* SUPPLIED INFORMATION *
-=-=-

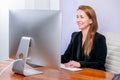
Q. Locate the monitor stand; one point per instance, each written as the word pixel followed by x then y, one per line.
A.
pixel 19 64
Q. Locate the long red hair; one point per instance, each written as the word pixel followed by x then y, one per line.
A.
pixel 92 30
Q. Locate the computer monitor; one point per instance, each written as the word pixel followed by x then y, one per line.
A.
pixel 44 29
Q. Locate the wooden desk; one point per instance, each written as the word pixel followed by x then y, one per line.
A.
pixel 52 74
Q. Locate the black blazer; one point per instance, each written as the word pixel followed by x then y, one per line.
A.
pixel 75 52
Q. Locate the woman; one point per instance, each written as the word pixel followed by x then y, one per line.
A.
pixel 87 47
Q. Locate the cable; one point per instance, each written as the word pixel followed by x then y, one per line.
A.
pixel 8 66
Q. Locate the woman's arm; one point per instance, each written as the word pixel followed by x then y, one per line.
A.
pixel 101 52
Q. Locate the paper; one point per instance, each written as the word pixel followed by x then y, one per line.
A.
pixel 70 68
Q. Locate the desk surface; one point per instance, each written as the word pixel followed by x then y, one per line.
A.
pixel 52 74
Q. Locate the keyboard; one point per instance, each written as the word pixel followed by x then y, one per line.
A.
pixel 69 68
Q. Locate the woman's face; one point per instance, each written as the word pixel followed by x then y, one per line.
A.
pixel 83 21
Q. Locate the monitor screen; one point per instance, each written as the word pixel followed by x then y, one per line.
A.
pixel 44 29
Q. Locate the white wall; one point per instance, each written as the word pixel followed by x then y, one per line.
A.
pixel 5 5
pixel 108 14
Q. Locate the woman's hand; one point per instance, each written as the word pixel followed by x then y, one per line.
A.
pixel 72 64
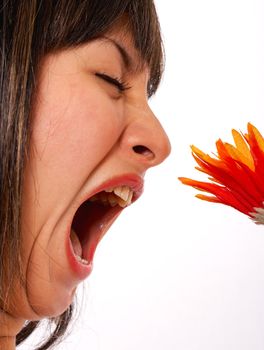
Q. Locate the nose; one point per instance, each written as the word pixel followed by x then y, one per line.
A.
pixel 144 140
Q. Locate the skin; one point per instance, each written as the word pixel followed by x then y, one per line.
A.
pixel 83 133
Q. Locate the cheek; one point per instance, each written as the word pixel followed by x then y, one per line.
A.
pixel 68 142
pixel 80 133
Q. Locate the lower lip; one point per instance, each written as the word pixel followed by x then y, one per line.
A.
pixel 80 270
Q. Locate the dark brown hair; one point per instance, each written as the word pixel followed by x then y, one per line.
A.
pixel 30 29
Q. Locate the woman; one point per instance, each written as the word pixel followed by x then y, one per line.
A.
pixel 77 136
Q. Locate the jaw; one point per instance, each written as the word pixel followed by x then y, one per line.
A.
pixel 90 224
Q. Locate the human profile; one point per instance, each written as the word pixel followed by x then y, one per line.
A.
pixel 77 136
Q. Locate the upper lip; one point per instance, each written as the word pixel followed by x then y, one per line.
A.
pixel 97 226
pixel 134 181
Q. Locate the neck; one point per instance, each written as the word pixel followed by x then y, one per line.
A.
pixel 10 326
pixel 8 343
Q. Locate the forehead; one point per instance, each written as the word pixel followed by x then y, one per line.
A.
pixel 120 35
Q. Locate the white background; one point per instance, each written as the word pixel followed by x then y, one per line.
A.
pixel 175 272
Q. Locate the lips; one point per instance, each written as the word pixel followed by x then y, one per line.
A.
pixel 95 215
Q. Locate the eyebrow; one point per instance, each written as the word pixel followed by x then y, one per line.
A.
pixel 127 59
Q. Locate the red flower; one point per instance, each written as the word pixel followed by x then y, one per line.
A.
pixel 236 173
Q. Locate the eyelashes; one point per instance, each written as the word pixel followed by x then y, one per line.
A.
pixel 117 82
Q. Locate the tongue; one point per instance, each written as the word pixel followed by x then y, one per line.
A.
pixel 77 248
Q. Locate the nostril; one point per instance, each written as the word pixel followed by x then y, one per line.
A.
pixel 144 151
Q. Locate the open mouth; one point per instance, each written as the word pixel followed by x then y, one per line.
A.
pixel 94 217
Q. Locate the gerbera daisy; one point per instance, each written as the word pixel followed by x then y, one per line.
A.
pixel 236 173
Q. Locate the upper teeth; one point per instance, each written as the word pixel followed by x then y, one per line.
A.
pixel 121 195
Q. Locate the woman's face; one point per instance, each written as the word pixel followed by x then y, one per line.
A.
pixel 92 132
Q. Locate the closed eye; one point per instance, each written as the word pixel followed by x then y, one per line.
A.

-=-=-

* TRY IT *
The reply should contain all of the data above, word for word, with no pictures.

* RESULT FOR THIS EXERCISE *
Q. Locate the monitor stand; one point per instance, each written as the word pixel followed by x then y, one per line.
A.
pixel 19 64
Q. Locate the long red hair; one point per instance, each written as the word pixel followed by x then y, one per line.
A.
pixel 92 30
Q. Locate the computer monitor; one point per instance, each written as the word pixel followed by x then y, one per line.
A.
pixel 44 29
Q. Locate the wooden desk; one point per instance, each written as the word pixel followed by x then y, one per line.
A.
pixel 52 74
Q. Locate the black blazer; one point per instance, each written as the word pixel followed by x then y, one per line.
A.
pixel 75 52
Q. Locate the woman; one point per instance, each written as the word pixel followed by x then y, one per line.
A.
pixel 87 47
Q. Locate the cable; one point per instance, each written as the word pixel followed by x then y, one per line.
A.
pixel 8 66
Q. Locate the woman's arm; one point per instance, each written as the word pixel followed by x then y, one per line.
A.
pixel 101 52
Q. Locate the paper; one point per instance, each written as the word pixel followed by x then y, one per line.
A.
pixel 70 68
Q. Locate the desk surface; one point per instance, each written as the word pixel followed by x then y, one per line.
A.
pixel 52 74
Q. Locate the keyboard; one point per instance, each written as the word pixel followed by x then y, one per line.
A.
pixel 69 68
Q. Locate the woman's face; one point per instance, each written as the word pixel followed by x then y, one per line.
A.
pixel 83 21
Q. Locate the monitor screen; one point per instance, each written as the word pixel followed by x then y, one per line.
A.
pixel 44 29
Q. Locate the white wall; one point per instance, each written as the word pixel followed by x then y, one per line.
A.
pixel 5 5
pixel 108 14
Q. Locate the woman's hand; one point per instance, each written as the word pixel followed by x then y, one per line.
A.
pixel 72 64
Q. Locate the nose; one point per instance, each written as the word pixel followed by x then y, one per line.
A.
pixel 144 140
Q. Locate the skin; one point per instance, each written as the word pixel followed by x then y, one per line.
A.
pixel 83 133
Q. Locate the cheek; one point per instance, each written as the word pixel followed by x then y, one per line.
A.
pixel 68 142
pixel 80 133
Q. Locate the lower lip; one point per instance, each written as the word pixel followed by x then y, one per line.
A.
pixel 80 270
Q. Locate the dark brown hair; one point per instance, each written as the word pixel followed by x then y, one per line.
A.
pixel 30 29
Q. Locate the woman; one point per instance, each written as the word pixel followed by x then y, one per line.
A.
pixel 77 136
Q. Locate the jaw; one point per instance, each written as the word pixel followed by x then y, one per line.
A.
pixel 90 224
Q. Locate the human profile; one point per instance, each written as the word pixel followed by x then y, one per line.
A.
pixel 77 136
Q. Locate the upper lip; one point per instance, each written as the word pixel followed by x then y, one per line.
A.
pixel 97 226
pixel 134 181
Q. Locate the neck; one point per instance, each written as the word pixel followed by x then y, one per line.
A.
pixel 10 326
pixel 8 343
Q. Locate the forehead; one point per instance, each written as the word pixel followed by x then y, one per line.
A.
pixel 120 35
Q. Locate the white background; one point per instance, each written as the word pixel followed by x then y, one per line.
A.
pixel 175 272
Q. Locate the lips; one point per instance, each written as the word pixel followed by x then y, one per line.
A.
pixel 95 215
Q. Locate the eyebrow; one point per instance, each written as the word pixel followed by x then y, one per line.
A.
pixel 127 59
Q. Locate the red flower; one point per instance, each written as the word pixel followed by x then y, one per line.
A.
pixel 236 173
Q. Locate the eyelashes; one point per instance, each written as the word pixel followed by x then y, one per line.
A.
pixel 117 82
Q. Locate the tongue; one point per instance, each written as the word pixel followed by x then y, one per line.
A.
pixel 77 248
Q. Locate the nostril; one point per instance, each written as the word pixel followed by x then y, one per line.
A.
pixel 144 151
Q. Locate the open mouth; one point per instance, each written as the word pixel followed by x then y, one per line.
A.
pixel 94 217
Q. Locate the gerbera daisy; one point per instance, each written as the word pixel followed by x then y, one per line.
A.
pixel 236 173
Q. Locate the upper teeth; one point per instance, each written as the word pixel followed by x then y, one per line.
A.
pixel 121 195
Q. Locate the woman's face; one point per instance, each written as the word pixel followed by x then y, one per line.
A.
pixel 92 132
Q. Locate the closed eye; one point per instance, each written as the word pixel followed by x then y, one per line.
A.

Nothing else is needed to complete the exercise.